SELECTED EXTRACT:
How is it treated?
Shigellosis is usually treated with antibiotics. But some types of Shigella bacteria are not killed by antibiotics. This is called resistance. Because using antibiotics can make these bacteria even more resistant, mild cases of shigellosis are often not treated with antibiotics. In this case, shigellosis is treated by managing complications until it passes. Dehydration caused by diarrhea is the most common complication. Do not use medicines to prevent diarrhea.
To prevent dehydration, take frequent sips of a rehydration drink (such as Pedialyte). Try to drink a cup of water or rehydration drink for each large, loose stool you have. Soda and fruit juices have too much sugar and not enough of the important electrolytes that are lost during diarrhea, and they should not be used to rehydrate.
Try to stay with your normal diet as much as possible. Eating your usual diet will help you to get enough nutrition. Doctors believe that eating a normal diet will also help you feel better faster. But try to avoid foods that are high in fat and sugar. Also avoid spicy foods, alcohol, and coffee for 2 days after all symptoms have disappeared.
How can you prevent shigellosis?
You can help prevent the spread of shigellosis by washing your hands frequently and carefully with soap, especially if you work or spend time in day care centers or with children who are not completely toilet trained. When possible, keep young children with shigellosis who are still in diapers away from uninfected children.

WHAT TO DO:
1. What is the most common complication of shigellosis, according to the text on shigellosis?
2. Using the shigellosis text, explain why mild cases of shigellosis are often not treated with antibiotics.
The entries after the shigellosis text have no connection to it.

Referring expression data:
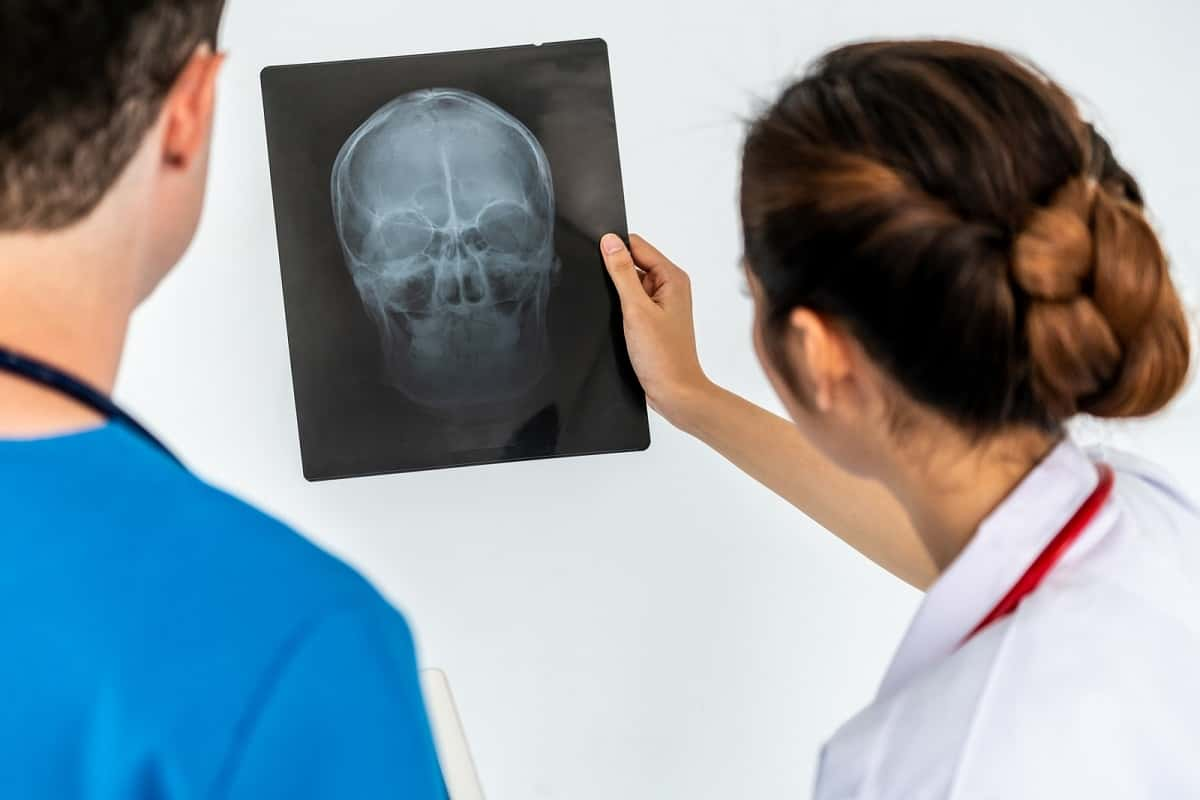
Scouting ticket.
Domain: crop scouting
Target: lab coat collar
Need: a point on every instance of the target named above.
(1005, 546)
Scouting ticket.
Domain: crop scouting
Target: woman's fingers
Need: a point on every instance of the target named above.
(648, 257)
(619, 263)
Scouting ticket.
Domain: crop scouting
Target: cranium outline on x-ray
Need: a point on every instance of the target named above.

SET OF ANSWERS:
1. Dehydration caused by diarrhea.

2. Some types of Shigella bacteria are resistant and are not killed by antibiotics. Using antibiotics can make these bacteria even more resistant, so mild cases are instead treated by managing complications until the illness passes.